» **WHAT YOU ARE ASKED TO DO**: Working from the records beneath this line, reproduce each one exactly.

» **DATA RECORDS**:
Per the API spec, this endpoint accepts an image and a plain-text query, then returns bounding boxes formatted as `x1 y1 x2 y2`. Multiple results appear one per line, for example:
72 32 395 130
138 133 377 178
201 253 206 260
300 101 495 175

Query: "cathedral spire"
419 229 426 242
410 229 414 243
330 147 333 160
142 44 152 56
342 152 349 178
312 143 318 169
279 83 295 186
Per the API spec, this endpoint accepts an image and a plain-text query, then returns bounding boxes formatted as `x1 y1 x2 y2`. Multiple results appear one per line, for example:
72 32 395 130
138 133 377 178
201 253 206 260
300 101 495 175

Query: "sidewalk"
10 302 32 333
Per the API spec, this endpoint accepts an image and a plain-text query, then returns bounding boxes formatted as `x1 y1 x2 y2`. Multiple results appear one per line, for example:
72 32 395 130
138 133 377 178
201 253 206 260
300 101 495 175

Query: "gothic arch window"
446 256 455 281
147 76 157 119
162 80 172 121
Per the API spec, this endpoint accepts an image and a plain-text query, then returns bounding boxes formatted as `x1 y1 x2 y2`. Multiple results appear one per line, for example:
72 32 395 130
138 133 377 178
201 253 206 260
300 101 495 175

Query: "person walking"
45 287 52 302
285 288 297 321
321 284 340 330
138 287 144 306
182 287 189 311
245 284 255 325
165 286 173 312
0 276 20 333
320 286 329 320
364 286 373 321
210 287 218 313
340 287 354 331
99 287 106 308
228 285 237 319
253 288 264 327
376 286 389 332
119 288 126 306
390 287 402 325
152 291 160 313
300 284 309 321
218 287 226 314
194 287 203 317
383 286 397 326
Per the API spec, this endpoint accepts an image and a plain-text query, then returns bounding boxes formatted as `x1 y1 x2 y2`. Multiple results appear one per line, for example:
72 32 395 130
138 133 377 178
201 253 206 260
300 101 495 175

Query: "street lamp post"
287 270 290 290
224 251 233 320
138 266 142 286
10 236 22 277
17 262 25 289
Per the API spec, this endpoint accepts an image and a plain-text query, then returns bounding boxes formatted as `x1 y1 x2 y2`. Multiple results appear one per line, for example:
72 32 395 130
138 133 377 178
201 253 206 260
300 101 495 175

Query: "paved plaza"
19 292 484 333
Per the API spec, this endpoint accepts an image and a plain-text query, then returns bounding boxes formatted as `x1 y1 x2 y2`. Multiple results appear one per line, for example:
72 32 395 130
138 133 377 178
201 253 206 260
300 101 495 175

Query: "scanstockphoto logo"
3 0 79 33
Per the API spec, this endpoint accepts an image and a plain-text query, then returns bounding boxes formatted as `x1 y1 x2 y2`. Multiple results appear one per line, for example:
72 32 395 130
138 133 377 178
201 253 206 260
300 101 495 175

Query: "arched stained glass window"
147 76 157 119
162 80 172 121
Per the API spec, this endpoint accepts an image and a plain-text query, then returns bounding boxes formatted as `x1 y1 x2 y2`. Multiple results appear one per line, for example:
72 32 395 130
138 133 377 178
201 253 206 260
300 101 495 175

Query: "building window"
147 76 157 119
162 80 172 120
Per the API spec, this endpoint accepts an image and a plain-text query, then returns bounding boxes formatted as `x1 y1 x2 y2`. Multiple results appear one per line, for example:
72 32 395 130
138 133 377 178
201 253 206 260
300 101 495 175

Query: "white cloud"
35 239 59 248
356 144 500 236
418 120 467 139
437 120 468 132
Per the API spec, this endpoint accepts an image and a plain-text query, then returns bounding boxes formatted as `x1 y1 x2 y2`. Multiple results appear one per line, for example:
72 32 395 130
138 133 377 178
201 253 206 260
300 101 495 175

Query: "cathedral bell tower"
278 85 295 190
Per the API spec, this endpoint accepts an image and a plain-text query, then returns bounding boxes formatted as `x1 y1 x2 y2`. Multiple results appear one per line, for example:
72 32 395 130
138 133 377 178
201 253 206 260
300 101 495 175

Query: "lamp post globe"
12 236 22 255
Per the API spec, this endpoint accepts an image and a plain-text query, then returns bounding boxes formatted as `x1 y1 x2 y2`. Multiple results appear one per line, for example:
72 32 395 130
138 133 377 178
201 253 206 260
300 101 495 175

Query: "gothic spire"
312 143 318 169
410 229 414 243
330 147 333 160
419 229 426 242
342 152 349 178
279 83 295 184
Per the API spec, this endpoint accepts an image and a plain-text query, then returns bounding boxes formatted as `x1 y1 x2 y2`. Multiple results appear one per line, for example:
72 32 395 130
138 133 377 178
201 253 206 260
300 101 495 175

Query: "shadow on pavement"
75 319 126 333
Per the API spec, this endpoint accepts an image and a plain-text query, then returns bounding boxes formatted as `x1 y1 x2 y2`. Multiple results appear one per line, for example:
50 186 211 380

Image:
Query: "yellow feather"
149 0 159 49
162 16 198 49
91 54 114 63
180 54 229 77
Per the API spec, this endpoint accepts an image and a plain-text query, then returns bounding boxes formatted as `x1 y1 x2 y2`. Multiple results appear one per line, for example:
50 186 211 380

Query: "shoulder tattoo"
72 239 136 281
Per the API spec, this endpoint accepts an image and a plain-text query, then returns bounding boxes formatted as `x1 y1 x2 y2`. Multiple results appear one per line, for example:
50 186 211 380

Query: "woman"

» **SOLUTION TO THIS PROBLEM**:
Per the API spec, this endpoint accepts an image and a plain-text query, then returns bounding boxes formatted as `x1 y1 x2 y2`. Multiple results appear one per line, for example:
72 32 395 130
138 133 377 178
201 253 206 260
300 101 495 175

Query: "cathedral spire"
419 229 426 242
410 229 414 243
330 147 333 160
142 44 152 56
342 152 349 178
312 143 318 169
279 83 295 186
Per the API spec, this endpoint accepts an image and a plain-text query, then returns bounding boxes formatted as `x1 y1 x2 y2`. Multiple results appear one per line, for example:
72 32 395 130
138 133 377 178
201 253 206 260
300 101 495 175

Query: "sidewalk"
10 302 32 333
Per the API spec, this endpoint accepts an image and a plain-text query, then returns bounding boxes formatted as `x1 y1 x2 y2`. Multiple results appear one per line, for example:
72 32 395 130
138 133 377 178
201 253 206 260
300 101 495 175

Query: "gothic arch window"
446 256 455 281
147 76 157 119
162 80 172 121
Per the API spec, this endpoint accepts an image and a plain-text query, then returns bounding boxes formatted as `x1 y1 x2 y2`. Multiple results appear one per line, for example:
72 32 395 130
138 133 377 178
201 253 206 260
300 101 495 175

Query: "person walking"
45 287 52 302
285 288 297 321
321 284 340 330
138 287 144 306
182 287 189 311
245 284 255 325
165 286 173 312
0 276 20 333
320 286 329 320
364 286 373 321
210 287 218 313
340 287 354 331
99 287 106 308
228 285 237 319
253 288 264 327
376 286 389 332
119 288 126 306
390 287 402 325
152 291 160 313
300 284 309 321
218 287 226 314
194 287 203 317
383 286 397 326
Per the API spec, this endpoint accepts an image and a plain-text query, then returns bounding boxes formatted as `x1 y1 x2 y2`. Multiple results appear one per line, for example:
72 32 395 130
138 133 377 178
201 253 206 260
300 101 495 175

Query: "street lamp post"
287 270 290 290
224 251 233 320
138 266 142 286
10 236 22 277
17 262 25 289
Per the API spec, this endpoint accepts an image and a plain-text query, then returns bounding boxes formatted as `x1 y1 x2 y2`. Multiple results appear one per line, for example:
72 32 395 130
138 133 377 178
201 253 206 260
300 101 495 175

Query: "paved plaza"
19 292 484 333
Per the API spec, this endpoint accepts an image and a plain-text query, then returns bounding boxes formatted as `x1 y1 x2 y2`. Multiple results appear one per line, for example:
72 32 395 130
138 133 377 178
201 253 206 260
300 101 495 175

Query: "scanstockphoto logo"
3 0 79 33
Per the API spec, this endpoint accepts an image and a plain-text query, then returns bounding boxes formatted as `x1 y1 x2 y2`. Multiple results appear one per line, for example:
72 32 395 130
138 133 377 178
201 253 206 260
300 101 495 175

Query: "arched stained glass window"
147 76 157 119
162 80 172 121
Per the API spec, this endpoint accepts an image and a plain-text query, then returns bounding boxes formatted as `x1 y1 x2 y2`. Multiple results appear one per line, for example:
72 32 395 130
138 133 377 178
201 253 206 260
300 101 495 175

Query: "building window"
147 76 157 119
162 80 172 120
Per the API spec, this endpoint accepts an image and a plain-text query, then returns bounding boxes formatted as `x1 y1 x2 y2`. Multiple results appear one per line, for example:
72 32 395 130
138 133 377 178
201 253 206 260
300 101 495 175

Query: "white cloud"
35 239 59 248
356 144 500 236
418 120 467 139
437 120 468 132
Per the API spec, this endpoint accepts an image and a plain-text query, then returns bounding boxes formatted as `x1 y1 x2 y2`. Multiple results appear one per line, for example:
72 32 395 130
138 133 377 178
201 253 206 260
300 101 495 175

Query: "cathedral bell tower"
278 85 295 190
Per the API spec, this endpoint accepts an image and a plain-text query, then returns bounding boxes formatted as `x1 y1 x2 y2`. Multiple results appear one per line, for example:
72 32 395 130
138 133 377 178
201 253 206 260
300 101 495 175

Query: "lamp post globe"
12 236 22 255
Per the API spec, this endpoint accepts an image and a plain-text query, then returns bounding boxes formatted as `x1 y1 x2 y2`. Multiple results appear one per line, for example:
72 32 395 130
138 133 377 178
201 253 206 260
300 101 495 175

Query: "gothic spire"
312 143 318 169
410 229 414 243
330 147 333 160
419 229 426 242
342 152 349 178
279 83 295 184
Per the API spec, this endpoint accepts an image and a plain-text query, then returns bounding boxes formatted as `x1 y1 x2 y2`. Multiple results appear one per line, for example:
72 32 395 130
138 133 377 178
201 253 206 260
300 101 495 175

Query: "shadow on pavement"
75 319 126 333
Per the API spec, this endpoint accepts an image and a plain-text query, then returns bounding boxes formatted as `x1 y1 x2 y2`. Multiple results appear one per line, for example:
50 186 211 380

Image:
Query: "yellow feather"
149 0 159 49
162 16 198 49
91 54 114 63
180 54 229 77
Per the API spec, this endpoint accepts an image and a plain-text query, then returns bounding boxes formatted as `x1 y1 x2 y2`. Multiple results appear one per line, for example:
50 186 211 380

Query: "shoulder tattoo"
72 239 136 281
Per the API spec, this endpoint accepts an image and a plain-text query, then returns bounding boxes formatted as `x1 y1 x2 y2`. Multiple results appear one per line, for example:
50 186 211 380

Query: "woman"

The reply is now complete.